(The problem): Extract, word for word, the passage in the post on dysgraphia below, starting with "So, it’s off" and going on through "become a gap.".

(Text excerpt):
◇ ◇ ◇
December 11, 2019 | By: DeAnna Medart
Categories: Family Support, Education & Schools
School has been going well for our little guy! He’s reading well, coping well, and not needing as many accommodations as the last time we tried school. He’s even making friends and likes his teacher. But we have a new challenge that needs to be addressed: possible dysgraphia.
What is dysgraphia, exactly? It is a learning disability that affects someone’s writing abilities. According to Web MD, those with dysgraphia will write or copy words slowly and their handwriting will be unclear or inconsistent, “often with different slants, shapes, upper- and lower-case letters and cursive and print styles.”
That certainly all fits. But our child’s superpower is that he can write a word mirror image. Yep, that’s right-completely backward. All the letters, the flow of the word, everything is perfect. Except you’d have to hold a mirror up to read it. It doesn’t happen with every word or even every day.
But if he’s tired, or things are moving too fast, it can happen. He also has a tough time with the direction of certain letters and numbers. Since he has a lower case “d” in his name, repeatedly writing one’s name incorrectly at age 8 tends to raise some flags.
So, it’s off to the diagnosing psychologist to give us some more information and possibly add to the alphabet soup. I know it’s just a thing - it’s been there all along. It’s just getting more attention now.
But I feel sad about it, too. Another challenge for this sweet boy? How is this fair? Well, of course, it’s not. But it’s part and parcel for the other diagnoses that he has. Dysgraphia isn’t actually a diagnosis, in and of itself. It’s just a symptom of what we already know.
I don’t want our boy to feel like he’s something that needs to be fixed. He doesn’t, but in order to write effectively, we need to address this and support him. He already feels the difference between himself and some of the other kids in the way he learns and expresses himself. I don’t want the space between to become a gap.
So, onward we go! I bet we are back in occupational therapy (OT) by summer. That’s okay - we loved OT!
◇ ◇ ◇
(Stored data entries)
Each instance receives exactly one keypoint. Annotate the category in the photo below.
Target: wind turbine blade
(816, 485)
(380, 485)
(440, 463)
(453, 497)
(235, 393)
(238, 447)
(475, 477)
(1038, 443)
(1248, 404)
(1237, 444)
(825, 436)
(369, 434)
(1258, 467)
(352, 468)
◇ ◇ ◇
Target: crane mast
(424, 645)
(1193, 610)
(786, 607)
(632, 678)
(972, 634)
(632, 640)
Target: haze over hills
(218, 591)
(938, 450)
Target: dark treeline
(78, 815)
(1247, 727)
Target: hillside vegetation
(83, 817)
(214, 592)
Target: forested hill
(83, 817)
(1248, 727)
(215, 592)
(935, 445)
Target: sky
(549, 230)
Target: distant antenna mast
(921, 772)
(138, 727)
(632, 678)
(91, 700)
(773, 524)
◇ ◇ ◇
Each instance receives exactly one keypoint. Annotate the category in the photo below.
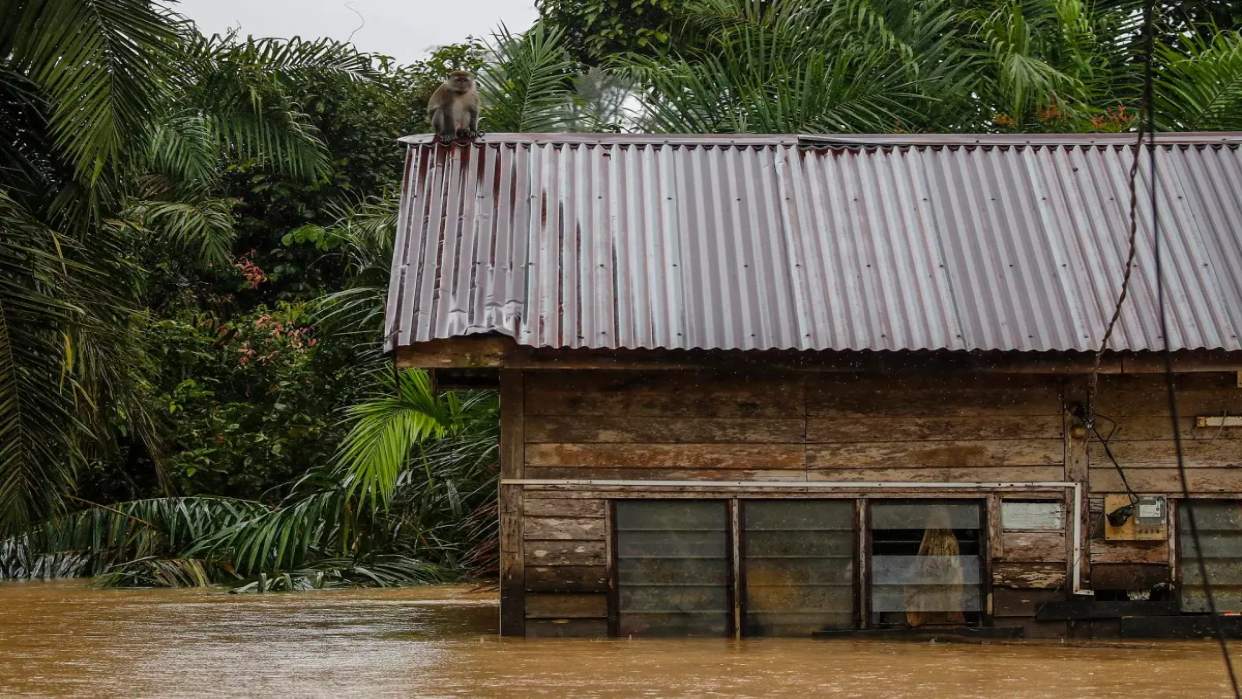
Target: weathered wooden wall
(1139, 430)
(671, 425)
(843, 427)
◇ ◇ ◇
(Response box):
So, it’s off to the diagnosing psychologist to give us some more information and possibly add to the alphabet soup. I know it’s just a thing - it’s been there all along. It’s just getting more attention now.
But I feel sad about it, too. Another challenge for this sweet boy? How is this fair? Well, of course, it’s not. But it’s part and parcel for the other diagnoses that he has. Dysgraphia isn’t actually a diagnosis, in and of itself. It’s just a symptom of what we already know.
I don’t want our boy to feel like he’s something that needs to be fixed. He doesn’t, but in order to write effectively, we need to address this and support him. He already feels the difference between himself and some of the other kids in the way he learns and expresses himself. I don’t want the space between to become a gap.